▶ [Description of the task]:
Could you write out the lines below again, swapping "each instance" for "every instance" wherever it appears and leaving everything else as is?
----------
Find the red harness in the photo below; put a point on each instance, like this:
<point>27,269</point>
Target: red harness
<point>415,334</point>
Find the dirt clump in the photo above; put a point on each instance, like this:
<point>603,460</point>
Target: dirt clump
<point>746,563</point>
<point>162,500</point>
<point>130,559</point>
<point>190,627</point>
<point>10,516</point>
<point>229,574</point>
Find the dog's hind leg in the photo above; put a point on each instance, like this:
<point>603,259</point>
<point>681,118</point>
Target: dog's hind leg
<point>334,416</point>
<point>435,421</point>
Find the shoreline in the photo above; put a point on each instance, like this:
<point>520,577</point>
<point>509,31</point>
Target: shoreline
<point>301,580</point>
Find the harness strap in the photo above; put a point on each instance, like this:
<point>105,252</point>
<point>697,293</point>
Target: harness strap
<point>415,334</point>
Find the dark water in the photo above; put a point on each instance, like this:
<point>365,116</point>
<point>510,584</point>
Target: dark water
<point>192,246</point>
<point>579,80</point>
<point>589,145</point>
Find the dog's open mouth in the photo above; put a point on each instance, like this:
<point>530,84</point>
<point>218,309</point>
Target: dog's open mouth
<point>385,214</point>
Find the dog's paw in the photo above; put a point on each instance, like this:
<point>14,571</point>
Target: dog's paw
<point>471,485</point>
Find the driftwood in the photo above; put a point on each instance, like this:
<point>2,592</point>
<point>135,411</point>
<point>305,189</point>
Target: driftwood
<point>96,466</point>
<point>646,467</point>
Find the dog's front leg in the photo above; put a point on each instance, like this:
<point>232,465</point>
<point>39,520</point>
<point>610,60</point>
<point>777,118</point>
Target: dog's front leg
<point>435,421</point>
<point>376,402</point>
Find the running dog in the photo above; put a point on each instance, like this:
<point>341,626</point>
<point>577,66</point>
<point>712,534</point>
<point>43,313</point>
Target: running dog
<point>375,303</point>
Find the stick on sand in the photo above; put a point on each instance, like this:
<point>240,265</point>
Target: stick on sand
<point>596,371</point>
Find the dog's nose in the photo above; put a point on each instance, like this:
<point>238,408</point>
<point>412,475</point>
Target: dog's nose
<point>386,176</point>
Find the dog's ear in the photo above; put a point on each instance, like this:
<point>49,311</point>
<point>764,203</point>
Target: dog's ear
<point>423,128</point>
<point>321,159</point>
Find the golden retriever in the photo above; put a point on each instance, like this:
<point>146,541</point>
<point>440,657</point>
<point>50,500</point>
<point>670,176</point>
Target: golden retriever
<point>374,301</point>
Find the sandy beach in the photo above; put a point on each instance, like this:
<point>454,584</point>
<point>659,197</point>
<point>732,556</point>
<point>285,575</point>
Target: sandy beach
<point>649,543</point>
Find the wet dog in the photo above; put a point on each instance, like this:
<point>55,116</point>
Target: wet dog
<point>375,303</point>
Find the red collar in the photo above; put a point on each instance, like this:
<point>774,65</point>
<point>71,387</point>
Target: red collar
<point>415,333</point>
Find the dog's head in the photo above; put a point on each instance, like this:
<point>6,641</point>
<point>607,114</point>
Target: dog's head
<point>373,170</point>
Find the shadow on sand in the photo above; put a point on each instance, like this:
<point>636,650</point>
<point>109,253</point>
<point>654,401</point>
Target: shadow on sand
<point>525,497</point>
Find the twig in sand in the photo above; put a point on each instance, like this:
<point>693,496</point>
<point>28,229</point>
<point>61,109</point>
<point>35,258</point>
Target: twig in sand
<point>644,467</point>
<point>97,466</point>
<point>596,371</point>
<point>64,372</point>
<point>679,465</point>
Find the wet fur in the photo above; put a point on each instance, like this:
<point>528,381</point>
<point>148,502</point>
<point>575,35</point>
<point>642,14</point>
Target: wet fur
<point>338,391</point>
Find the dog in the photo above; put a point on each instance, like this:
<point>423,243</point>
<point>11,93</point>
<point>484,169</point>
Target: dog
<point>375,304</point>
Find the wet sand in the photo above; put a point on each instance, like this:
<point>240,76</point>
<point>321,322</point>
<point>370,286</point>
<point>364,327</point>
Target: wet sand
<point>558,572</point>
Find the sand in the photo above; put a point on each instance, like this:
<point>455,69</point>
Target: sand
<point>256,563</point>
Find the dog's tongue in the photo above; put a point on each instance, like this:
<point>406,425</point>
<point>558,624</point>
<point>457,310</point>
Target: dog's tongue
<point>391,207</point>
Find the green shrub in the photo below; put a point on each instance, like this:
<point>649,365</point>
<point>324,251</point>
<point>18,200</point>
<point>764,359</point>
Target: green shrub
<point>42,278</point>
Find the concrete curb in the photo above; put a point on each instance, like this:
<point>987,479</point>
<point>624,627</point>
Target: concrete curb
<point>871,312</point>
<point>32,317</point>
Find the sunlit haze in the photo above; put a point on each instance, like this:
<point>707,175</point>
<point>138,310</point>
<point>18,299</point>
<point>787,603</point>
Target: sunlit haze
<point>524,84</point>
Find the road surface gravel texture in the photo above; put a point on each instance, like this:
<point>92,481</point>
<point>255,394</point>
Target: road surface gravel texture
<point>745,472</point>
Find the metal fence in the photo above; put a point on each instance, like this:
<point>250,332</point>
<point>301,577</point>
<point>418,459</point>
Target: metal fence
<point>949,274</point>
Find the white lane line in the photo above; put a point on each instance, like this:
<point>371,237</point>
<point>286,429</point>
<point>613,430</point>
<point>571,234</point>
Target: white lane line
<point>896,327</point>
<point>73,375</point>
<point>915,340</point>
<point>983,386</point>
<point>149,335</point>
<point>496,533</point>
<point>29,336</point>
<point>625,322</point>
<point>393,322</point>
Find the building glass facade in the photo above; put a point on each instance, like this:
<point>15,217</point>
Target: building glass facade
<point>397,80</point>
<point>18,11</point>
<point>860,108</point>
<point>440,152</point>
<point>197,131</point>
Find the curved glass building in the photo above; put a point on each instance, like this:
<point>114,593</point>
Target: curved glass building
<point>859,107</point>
----------
▶ [Correct answer]:
Find the red harness in the photo below; put a point on every instance, like this:
<point>27,269</point>
Target: red harness
<point>415,334</point>
Find the dirt clump in the photo above; put a point on every instance, like this:
<point>603,460</point>
Target: dirt clump
<point>746,563</point>
<point>162,500</point>
<point>130,559</point>
<point>190,627</point>
<point>10,516</point>
<point>229,574</point>
Find the dog's hind leg in the photo above; put a point on every instance, like this:
<point>603,259</point>
<point>681,118</point>
Target: dog's hind leg
<point>334,416</point>
<point>435,421</point>
Find the shoreline in the photo above; put a point on every instance, like this:
<point>520,577</point>
<point>509,31</point>
Target: shoreline
<point>301,580</point>
Find the harness strap in the photo above; put a point on every instance, like this:
<point>105,252</point>
<point>697,293</point>
Target: harness strap
<point>415,334</point>
Find the dark water in the photo above; put a point on every instance, like this:
<point>365,116</point>
<point>510,584</point>
Target: dark water
<point>192,246</point>
<point>579,80</point>
<point>589,145</point>
Find the dog's open mouth in the photo above; put a point on every instance, like this:
<point>530,84</point>
<point>218,309</point>
Target: dog's open mouth
<point>385,214</point>
Find the dog's paw in the photo above; put a point on every instance, like this:
<point>14,571</point>
Target: dog's paw
<point>471,485</point>
Find the driftwood in the photo above; put a point on every instance, like this:
<point>2,592</point>
<point>135,411</point>
<point>305,189</point>
Target: driftwood
<point>96,466</point>
<point>646,467</point>
Find the dog's front leg in the photo above; put a point on every instance, like this:
<point>232,465</point>
<point>39,520</point>
<point>610,60</point>
<point>777,118</point>
Target: dog's front leg
<point>435,421</point>
<point>376,402</point>
Find the running dog in the photo above; put a point on every instance, like this:
<point>341,626</point>
<point>577,66</point>
<point>712,534</point>
<point>43,313</point>
Target: running dog
<point>375,303</point>
Find the stick on sand in the photo above; put a point on every instance, like this:
<point>240,265</point>
Target: stick on sand
<point>596,371</point>
Find the dog's nose in the photo above; put a point on every instance, like this:
<point>238,408</point>
<point>412,475</point>
Target: dog's nose
<point>386,176</point>
Find the dog's ear in the photo above; put a point on every instance, like this:
<point>49,311</point>
<point>764,203</point>
Target: dog's ear
<point>423,128</point>
<point>321,159</point>
Find the golden retriever in the photo above; put a point on every instance, like this:
<point>146,541</point>
<point>440,657</point>
<point>50,500</point>
<point>670,176</point>
Target: golden retriever
<point>374,301</point>
Find the sandy beach in the photo above; put a point on every instance, like this:
<point>454,584</point>
<point>659,197</point>
<point>732,556</point>
<point>285,575</point>
Target: sandy beach
<point>649,543</point>
Find the wet dog in the photo above; put a point on every instance, like this:
<point>55,116</point>
Target: wet dog
<point>375,303</point>
Find the red collar in the photo above; put a point on every instance, like this:
<point>774,65</point>
<point>71,387</point>
Target: red collar
<point>415,333</point>
Find the dog's head in the photo above; put a point on every instance, like this:
<point>6,641</point>
<point>607,114</point>
Target: dog's head
<point>373,170</point>
Find the shadow on sand in the photo above; put a point on every instance, like this:
<point>636,650</point>
<point>109,253</point>
<point>654,401</point>
Target: shadow on sand
<point>525,497</point>
Find the twig in sand in the photo above; put a point on every instance, like this:
<point>693,496</point>
<point>28,229</point>
<point>61,109</point>
<point>35,258</point>
Target: twig in sand
<point>644,467</point>
<point>97,466</point>
<point>596,371</point>
<point>64,372</point>
<point>679,465</point>
Find the wet fur in the photo above; put a point on every instance, like this:
<point>528,381</point>
<point>148,502</point>
<point>575,35</point>
<point>642,14</point>
Target: wet fur
<point>338,391</point>
Find the dog in the photo above; put a point on every instance, like this:
<point>423,243</point>
<point>11,93</point>
<point>484,169</point>
Target: dog
<point>375,304</point>
Find the wet sand in the photo above; put a point on every instance, like this:
<point>240,76</point>
<point>321,322</point>
<point>370,286</point>
<point>364,327</point>
Target: wet sand
<point>558,572</point>
Find the sand in the photo above; put a point on every instance, like this:
<point>455,69</point>
Target: sand
<point>256,563</point>
Find the dog's tongue in the photo above; put a point on every instance, like this:
<point>406,425</point>
<point>558,624</point>
<point>457,310</point>
Target: dog's tongue
<point>391,207</point>
Find the green shrub in the photo below; put a point on every instance, like this:
<point>649,365</point>
<point>324,251</point>
<point>18,200</point>
<point>764,359</point>
Target: green shrub
<point>42,278</point>
Find the concrete curb in the photo above; put a point on every instance, like this:
<point>987,479</point>
<point>624,627</point>
Target: concrete curb
<point>871,312</point>
<point>32,317</point>
Find the sunlit haze in the photo above; put a point on every instance, like this:
<point>707,175</point>
<point>138,310</point>
<point>18,299</point>
<point>787,603</point>
Target: sunlit haze
<point>524,84</point>
Find the road surface gravel texture in the photo above; put a point on every instance, like this:
<point>92,481</point>
<point>255,394</point>
Target: road surface gravel texture
<point>745,472</point>
Find the metal fence in the photo above; put a point on every instance, like this:
<point>250,332</point>
<point>301,577</point>
<point>418,459</point>
Target: metal fence
<point>949,274</point>
Find the white lane line in the photo above; put a point on every instance, like this:
<point>371,237</point>
<point>286,429</point>
<point>613,430</point>
<point>571,234</point>
Target: white lane line
<point>896,327</point>
<point>73,375</point>
<point>915,340</point>
<point>983,386</point>
<point>149,335</point>
<point>496,533</point>
<point>29,336</point>
<point>625,322</point>
<point>393,322</point>
Find the building glass facade in the photo above; put a point on every instance, like this:
<point>15,217</point>
Target: building glass facade
<point>397,80</point>
<point>18,11</point>
<point>860,108</point>
<point>440,152</point>
<point>197,131</point>
Find the curved glass building in the photo above; put a point on every instance, like this:
<point>114,593</point>
Target: curved glass building
<point>859,107</point>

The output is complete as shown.